Written exercise: Could you copy out the listing between the lines holding "Can you see the yellow" and "[[69, 145], [362, 130], [707, 109], [333, 231]]", inclusive, keeping the requests unchanged but raising every coordinate in the answers by 16?

Given data:
— Begin —

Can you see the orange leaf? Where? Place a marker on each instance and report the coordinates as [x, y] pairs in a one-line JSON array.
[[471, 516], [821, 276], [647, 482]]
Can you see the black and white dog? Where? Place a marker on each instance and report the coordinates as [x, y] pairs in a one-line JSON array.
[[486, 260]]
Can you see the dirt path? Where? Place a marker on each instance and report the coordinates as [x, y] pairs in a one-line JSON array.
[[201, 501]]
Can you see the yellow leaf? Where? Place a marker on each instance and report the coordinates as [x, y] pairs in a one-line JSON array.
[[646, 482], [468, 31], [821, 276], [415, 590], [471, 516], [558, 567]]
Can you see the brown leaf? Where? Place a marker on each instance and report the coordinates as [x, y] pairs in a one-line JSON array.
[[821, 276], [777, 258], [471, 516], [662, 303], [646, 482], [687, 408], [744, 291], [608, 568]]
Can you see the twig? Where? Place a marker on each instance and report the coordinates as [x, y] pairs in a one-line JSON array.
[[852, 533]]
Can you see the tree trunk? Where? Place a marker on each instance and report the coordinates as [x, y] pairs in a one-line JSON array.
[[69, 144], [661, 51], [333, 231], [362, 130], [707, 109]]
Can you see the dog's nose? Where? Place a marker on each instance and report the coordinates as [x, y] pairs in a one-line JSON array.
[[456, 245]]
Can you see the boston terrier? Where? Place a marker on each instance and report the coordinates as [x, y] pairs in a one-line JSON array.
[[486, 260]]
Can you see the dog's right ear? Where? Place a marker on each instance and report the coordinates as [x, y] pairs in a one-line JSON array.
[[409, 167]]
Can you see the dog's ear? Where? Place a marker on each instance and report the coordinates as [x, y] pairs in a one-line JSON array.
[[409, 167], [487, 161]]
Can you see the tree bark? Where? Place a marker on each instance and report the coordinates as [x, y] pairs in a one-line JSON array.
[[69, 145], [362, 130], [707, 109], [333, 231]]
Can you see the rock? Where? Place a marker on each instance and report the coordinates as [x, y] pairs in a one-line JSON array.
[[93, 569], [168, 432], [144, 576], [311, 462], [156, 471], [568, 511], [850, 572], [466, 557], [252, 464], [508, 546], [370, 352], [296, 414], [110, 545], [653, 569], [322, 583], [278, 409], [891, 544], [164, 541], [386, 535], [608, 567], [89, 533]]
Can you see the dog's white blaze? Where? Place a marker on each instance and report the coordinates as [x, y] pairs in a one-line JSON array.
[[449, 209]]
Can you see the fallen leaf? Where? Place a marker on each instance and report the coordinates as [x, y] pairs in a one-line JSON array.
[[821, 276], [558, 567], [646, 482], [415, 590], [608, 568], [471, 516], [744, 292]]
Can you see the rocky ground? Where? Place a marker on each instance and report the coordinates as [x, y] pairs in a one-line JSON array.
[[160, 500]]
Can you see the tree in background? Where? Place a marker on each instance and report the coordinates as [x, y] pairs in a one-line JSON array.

— End —
— Begin —

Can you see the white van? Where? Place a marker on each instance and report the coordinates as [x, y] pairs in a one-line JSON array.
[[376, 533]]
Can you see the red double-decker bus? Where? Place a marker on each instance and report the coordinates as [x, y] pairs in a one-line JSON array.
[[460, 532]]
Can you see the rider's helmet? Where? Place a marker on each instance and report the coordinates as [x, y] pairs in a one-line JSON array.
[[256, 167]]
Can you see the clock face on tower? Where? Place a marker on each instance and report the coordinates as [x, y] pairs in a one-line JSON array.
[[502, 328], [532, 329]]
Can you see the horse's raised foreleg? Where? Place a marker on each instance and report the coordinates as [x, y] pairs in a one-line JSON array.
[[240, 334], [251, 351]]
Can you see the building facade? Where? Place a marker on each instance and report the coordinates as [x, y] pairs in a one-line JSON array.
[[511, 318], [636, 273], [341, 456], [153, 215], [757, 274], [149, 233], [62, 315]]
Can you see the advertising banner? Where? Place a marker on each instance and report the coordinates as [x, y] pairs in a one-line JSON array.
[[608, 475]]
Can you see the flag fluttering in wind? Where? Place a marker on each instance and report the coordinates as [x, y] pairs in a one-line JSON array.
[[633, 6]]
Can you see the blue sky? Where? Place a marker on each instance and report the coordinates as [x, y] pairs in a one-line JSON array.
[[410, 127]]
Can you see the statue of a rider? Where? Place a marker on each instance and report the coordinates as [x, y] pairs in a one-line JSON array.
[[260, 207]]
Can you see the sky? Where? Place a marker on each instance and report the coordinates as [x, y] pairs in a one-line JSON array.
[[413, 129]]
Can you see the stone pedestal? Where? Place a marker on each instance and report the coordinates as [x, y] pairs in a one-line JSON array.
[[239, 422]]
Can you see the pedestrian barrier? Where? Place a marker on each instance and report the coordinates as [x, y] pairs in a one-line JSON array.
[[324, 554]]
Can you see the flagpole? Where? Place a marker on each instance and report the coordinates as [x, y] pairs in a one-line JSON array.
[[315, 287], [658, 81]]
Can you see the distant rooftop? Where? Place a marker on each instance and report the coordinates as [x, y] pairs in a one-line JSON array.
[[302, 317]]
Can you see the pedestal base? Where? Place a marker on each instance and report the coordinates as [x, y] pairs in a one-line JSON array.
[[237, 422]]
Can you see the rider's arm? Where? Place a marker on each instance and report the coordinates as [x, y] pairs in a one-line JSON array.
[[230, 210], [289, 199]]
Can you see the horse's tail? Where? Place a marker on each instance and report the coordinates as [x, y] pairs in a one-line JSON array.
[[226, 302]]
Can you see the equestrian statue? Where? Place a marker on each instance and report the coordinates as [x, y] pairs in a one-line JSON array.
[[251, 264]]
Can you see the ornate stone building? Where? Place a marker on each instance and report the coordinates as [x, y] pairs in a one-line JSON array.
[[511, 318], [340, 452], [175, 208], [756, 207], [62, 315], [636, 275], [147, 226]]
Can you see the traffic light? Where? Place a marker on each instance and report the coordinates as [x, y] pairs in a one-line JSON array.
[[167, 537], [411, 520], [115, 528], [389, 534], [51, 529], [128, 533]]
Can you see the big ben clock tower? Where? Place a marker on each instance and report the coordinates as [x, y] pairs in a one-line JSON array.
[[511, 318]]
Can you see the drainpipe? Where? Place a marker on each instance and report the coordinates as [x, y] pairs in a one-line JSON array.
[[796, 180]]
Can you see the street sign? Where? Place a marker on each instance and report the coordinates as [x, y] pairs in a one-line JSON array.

— End —

Solution to this problem:
Can you see the yellow leaf? Where? Place a marker on each instance and report the coordinates as [x, y] pairs in a one-line JSON array.
[[662, 498], [484, 47], [837, 292], [431, 606], [487, 532], [574, 583]]
Can you see the brown leaf? Where? Place a marker on each instance and report the coordinates as [x, y] pairs in a one-line JSON array.
[[837, 292], [793, 274], [487, 532], [678, 319], [662, 498], [703, 424], [760, 307], [624, 584]]
Can you see the twig? Where? Place a marker on each instance and report the coordinates as [x, y] pairs in a one-line JSON array.
[[868, 549]]
Can you see the tree trunk? Where? Place a marker on each instance and report the coordinates as [x, y] pairs in a one-line JSON array.
[[85, 160], [677, 67], [349, 247], [378, 146], [723, 125]]
Can you see the dog's nose? Where? Place a marker on each instance and report the coordinates as [x, y] pairs in a one-line JSON array.
[[472, 261]]
Can you see the boston terrier? Where? Place a marker on each instance and report the coordinates as [x, y] pairs in a one-line JSON array.
[[502, 276]]
Can you see the dog's right ear? Where? Place a marker on each instance and report the coordinates as [x, y] pairs in a one-line JSON array.
[[425, 183]]
Can you see the dog's ear? Where? Place a marker on each instance and report the coordinates as [x, y] pairs in a one-line JSON array.
[[425, 183], [503, 177]]
Can you see the tree bark? Where? Place a marker on each instance and report the coordinates as [x, y] pairs in a one-line JSON array.
[[85, 161], [378, 146], [723, 125], [349, 247]]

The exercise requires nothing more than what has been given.